* **PROBLEM A**
Rewrite the lines of the listing from the line containing "paddleboard. Do not add anything beyond the points." through the end of the listing, swapping "marker" for "dot" and leaving everything else unchanged.

* **DOCUMENT EXTRACT**
════════════════════

In the present embodiment, the surface of the wear member 100 to be in contact with the orbiting scroll member (not shown) is referred to as a second mating surface. An oil groove 102 is provided on the second mating surface to facilitate providing lubricant to the contact surfaces of the wear part 100 and the orbiting scroll member and to remove debris from the contact surfaces, reducing the risk of wear. The oil groove 102 may be machined by removing material from the surface of the wear part 100. Alternatively, a plurality of oil grooves 102 can be provided. Alternatively, the plurality of oil grooves 102 are evenly distributed in the circumferential direction. Alternatively, the oil groove 102 is a linear or involute oil groove extending from a radially inner side toward a radially outer side of the wear member 100. Alternatively, oil grooves may not be provided on the surface of the wear part 100.

════════════════════

* **DATA PROVIDED**
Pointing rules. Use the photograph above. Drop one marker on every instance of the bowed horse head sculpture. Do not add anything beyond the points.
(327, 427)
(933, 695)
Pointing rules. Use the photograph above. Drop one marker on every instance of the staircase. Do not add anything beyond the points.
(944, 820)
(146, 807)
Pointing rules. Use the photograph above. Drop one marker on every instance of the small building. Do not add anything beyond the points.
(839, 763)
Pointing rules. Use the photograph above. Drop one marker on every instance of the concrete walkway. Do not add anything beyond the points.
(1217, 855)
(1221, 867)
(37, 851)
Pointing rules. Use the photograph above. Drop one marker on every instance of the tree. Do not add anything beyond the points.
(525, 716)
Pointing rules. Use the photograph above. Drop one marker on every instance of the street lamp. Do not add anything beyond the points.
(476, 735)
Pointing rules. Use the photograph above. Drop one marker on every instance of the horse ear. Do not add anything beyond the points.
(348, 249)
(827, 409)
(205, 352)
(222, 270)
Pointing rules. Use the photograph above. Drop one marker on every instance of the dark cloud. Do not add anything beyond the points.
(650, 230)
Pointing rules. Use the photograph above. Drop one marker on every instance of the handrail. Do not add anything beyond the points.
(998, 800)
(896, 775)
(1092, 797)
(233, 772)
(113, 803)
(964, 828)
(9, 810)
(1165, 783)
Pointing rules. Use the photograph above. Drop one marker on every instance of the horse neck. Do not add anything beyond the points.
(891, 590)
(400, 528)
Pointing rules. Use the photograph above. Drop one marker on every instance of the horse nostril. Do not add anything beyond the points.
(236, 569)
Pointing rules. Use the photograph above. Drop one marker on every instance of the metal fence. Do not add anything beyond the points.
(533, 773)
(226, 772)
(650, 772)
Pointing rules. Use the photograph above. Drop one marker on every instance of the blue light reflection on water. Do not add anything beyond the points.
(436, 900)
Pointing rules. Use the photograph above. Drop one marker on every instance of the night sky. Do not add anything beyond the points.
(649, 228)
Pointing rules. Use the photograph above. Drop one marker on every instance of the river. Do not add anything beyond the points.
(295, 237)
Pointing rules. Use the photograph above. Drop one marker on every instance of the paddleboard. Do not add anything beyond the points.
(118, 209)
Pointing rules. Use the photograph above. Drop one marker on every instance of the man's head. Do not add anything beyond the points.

════════════════════

* **PROBLEM B**
In the passage on the wear member, what is the surface that contacts the orbiting scroll member called?

* **TASK ANSWER A**
Pointing rules. Use the photograph above. Drop one dot on every instance of the paddleboard. Do not add anything beyond the points.
(118, 209)
Pointing rules. Use the photograph above. Drop one dot on every instance of the man's head. Do not add anything beyond the points.

* **TASK ANSWER B**
It is called the second mating surface.